[What you will do]
An exact copy of every record is needed, with all pictures omitted.
*** Opening Working data ***
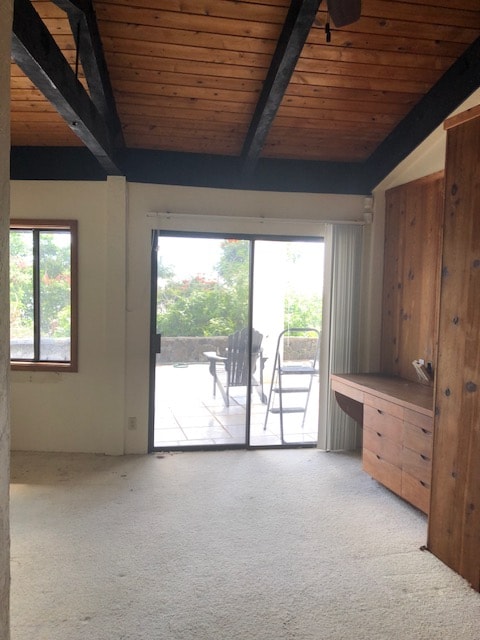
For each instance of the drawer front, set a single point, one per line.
(418, 439)
(416, 492)
(387, 449)
(386, 473)
(385, 406)
(417, 465)
(387, 424)
(420, 419)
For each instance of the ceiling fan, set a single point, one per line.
(343, 12)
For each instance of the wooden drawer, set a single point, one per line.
(420, 419)
(379, 444)
(386, 473)
(383, 406)
(418, 439)
(387, 424)
(417, 465)
(416, 491)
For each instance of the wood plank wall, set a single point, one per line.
(414, 214)
(454, 525)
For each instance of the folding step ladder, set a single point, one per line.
(292, 379)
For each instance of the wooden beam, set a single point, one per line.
(35, 51)
(190, 169)
(297, 26)
(455, 86)
(83, 22)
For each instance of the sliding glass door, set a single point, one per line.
(219, 305)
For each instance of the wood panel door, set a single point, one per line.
(413, 225)
(454, 525)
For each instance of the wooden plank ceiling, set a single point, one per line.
(187, 75)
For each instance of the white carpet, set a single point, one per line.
(248, 545)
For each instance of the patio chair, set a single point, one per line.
(236, 363)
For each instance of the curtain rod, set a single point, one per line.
(167, 215)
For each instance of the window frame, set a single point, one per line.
(17, 224)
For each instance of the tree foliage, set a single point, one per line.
(54, 280)
(207, 307)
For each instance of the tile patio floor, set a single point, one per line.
(187, 414)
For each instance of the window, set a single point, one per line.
(43, 295)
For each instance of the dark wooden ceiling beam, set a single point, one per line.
(298, 23)
(83, 22)
(455, 86)
(35, 51)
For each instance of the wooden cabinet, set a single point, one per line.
(397, 432)
(454, 524)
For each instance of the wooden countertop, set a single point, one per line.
(412, 395)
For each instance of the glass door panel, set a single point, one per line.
(216, 376)
(202, 299)
(288, 289)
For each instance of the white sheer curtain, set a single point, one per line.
(340, 331)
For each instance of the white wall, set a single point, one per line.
(88, 411)
(5, 41)
(213, 210)
(81, 411)
(427, 158)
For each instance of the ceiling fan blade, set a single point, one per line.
(344, 12)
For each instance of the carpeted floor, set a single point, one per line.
(247, 545)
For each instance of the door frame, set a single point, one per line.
(155, 340)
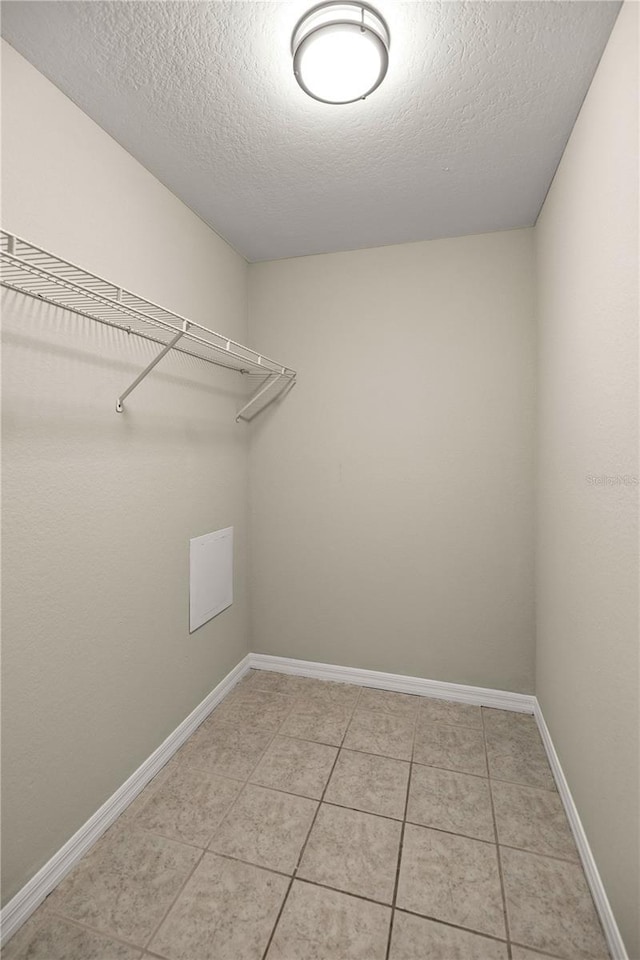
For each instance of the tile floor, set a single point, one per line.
(307, 820)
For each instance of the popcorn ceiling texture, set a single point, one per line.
(463, 137)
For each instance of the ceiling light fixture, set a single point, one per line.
(340, 51)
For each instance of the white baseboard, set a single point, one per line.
(484, 697)
(479, 696)
(20, 908)
(607, 919)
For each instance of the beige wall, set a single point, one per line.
(98, 664)
(391, 493)
(587, 568)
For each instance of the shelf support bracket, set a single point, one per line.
(271, 380)
(150, 366)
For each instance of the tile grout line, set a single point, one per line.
(201, 857)
(304, 845)
(245, 782)
(402, 832)
(497, 843)
(82, 925)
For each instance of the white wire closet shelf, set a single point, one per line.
(29, 269)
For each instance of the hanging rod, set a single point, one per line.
(28, 269)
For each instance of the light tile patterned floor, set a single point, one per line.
(307, 820)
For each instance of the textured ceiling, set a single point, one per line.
(463, 136)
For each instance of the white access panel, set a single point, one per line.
(210, 576)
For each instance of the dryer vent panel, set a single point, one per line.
(210, 576)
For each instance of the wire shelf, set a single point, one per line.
(30, 270)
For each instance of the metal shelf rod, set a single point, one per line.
(34, 272)
(150, 367)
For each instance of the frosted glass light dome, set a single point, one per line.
(340, 52)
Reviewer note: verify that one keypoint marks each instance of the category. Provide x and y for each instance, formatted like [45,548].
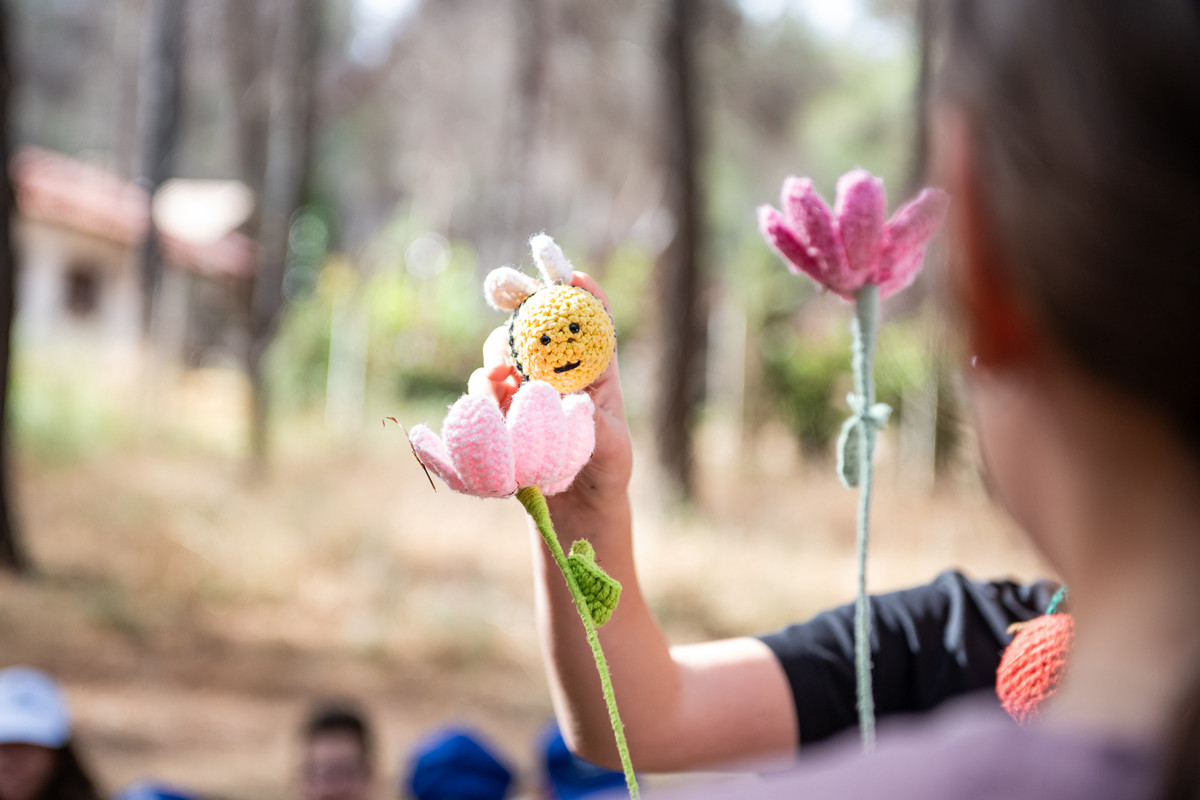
*** Closing Working data ***
[Worked solution]
For each instance of the drawer front, set a single point, one per line.
(418, 439)
(416, 492)
(387, 449)
(386, 473)
(385, 406)
(417, 465)
(387, 424)
(420, 419)
For each instance of the ceiling fan, set a single point, one per line.
(343, 12)
For each instance of the wooden drawer, set a single point, one per line.
(420, 419)
(379, 444)
(386, 473)
(383, 406)
(418, 439)
(387, 424)
(417, 465)
(416, 491)
For each instance of the wood plank wall, set a single point, one per line.
(414, 214)
(454, 525)
For each instance of the folding step ladder, set a single point, one per line.
(292, 379)
For each instance of the wooden beam, set a single point, one per line.
(35, 51)
(190, 169)
(297, 26)
(455, 86)
(83, 22)
For each instance of the sliding glass door, set a single point, one per line.
(219, 305)
For each instance of the wood panel door, set a single point, one per line.
(413, 225)
(454, 525)
For each instance of the wooden plank ceiling, set a single point, one per line.
(187, 75)
For each instance of the white carpet, set a single point, one per line.
(248, 545)
For each instance of the patio chair, set a single point, one per line.
(236, 363)
For each instance of the curtain rod, set a single point, one per line.
(167, 215)
For each instance of the window frame, set a single point, one per line.
(17, 224)
For each instance of the tree foliage, set a single point, one per line.
(54, 280)
(207, 307)
For each instance of the tile patio floor, set a single point, one per line.
(187, 414)
For each instance of the window, set a single point, one per line.
(43, 295)
For each instance of the dark wooden ceiling beam, set a single point, one per line.
(298, 23)
(83, 22)
(455, 86)
(35, 51)
For each instance of the wooden cabinet, set a single point, one per line.
(397, 432)
(454, 524)
For each instance of the wooden countertop, set a single point, one per line.
(412, 395)
For each instance of the glass door panel, set a single point, one per line.
(216, 376)
(202, 299)
(288, 289)
For each instance of the white sheer curtain, set a single point, one per line.
(340, 331)
For each instance of the white wall, set a single point, one per line.
(88, 411)
(5, 41)
(213, 210)
(81, 411)
(427, 158)
For each instance of the ceiling fan blade, set a single point, one per line.
(344, 12)
For each instance of the carpeted floor, set a single point, one per line.
(247, 545)
For each instance of the door frame, set a single point, one per line.
(155, 340)
For each instance of the tile floor, set a single point, one per line.
(307, 820)
For each instance of the popcorn ceiling texture, set a single point, one per line.
(463, 137)
For each instance of the ceiling light fixture, set a single point, one per line.
(340, 51)
For each instance of the white baseboard, set a single point, one per line.
(484, 697)
(479, 696)
(20, 908)
(607, 919)
For each instance of the beige wall, set a single point, one per line.
(98, 664)
(391, 493)
(587, 568)
For each instance of the shelf support bracket, set a single point, one per line.
(271, 380)
(150, 366)
For each instance of the tile grout line, set a single point, one per line.
(201, 857)
(304, 845)
(245, 782)
(402, 832)
(497, 843)
(82, 925)
For each instance of the white wire closet shelf, set a single point, one per line.
(29, 269)
For each instance of the hanging rod, set a single point, one per line.
(28, 269)
For each instance of the light tile patterned floor, set a single point, one per line.
(307, 820)
For each instance of the textured ceiling, set a single point, one per line.
(463, 136)
For each instance of the white access panel, set a single point, one per line.
(210, 576)
For each instance of the dryer vent panel, set a single point, one per line.
(210, 576)
For each instance of the wire shelf, set a single point, one per line.
(30, 270)
For each instance of the metal shelf rod, set a single point, one per line.
(34, 272)
(150, 367)
For each instance of the frosted glass light dome, set a single point, one per line.
(340, 52)
Reviewer note: verify that one keypoint marks each instance of the category. Provide x and y for each instance, formatted like [45,548].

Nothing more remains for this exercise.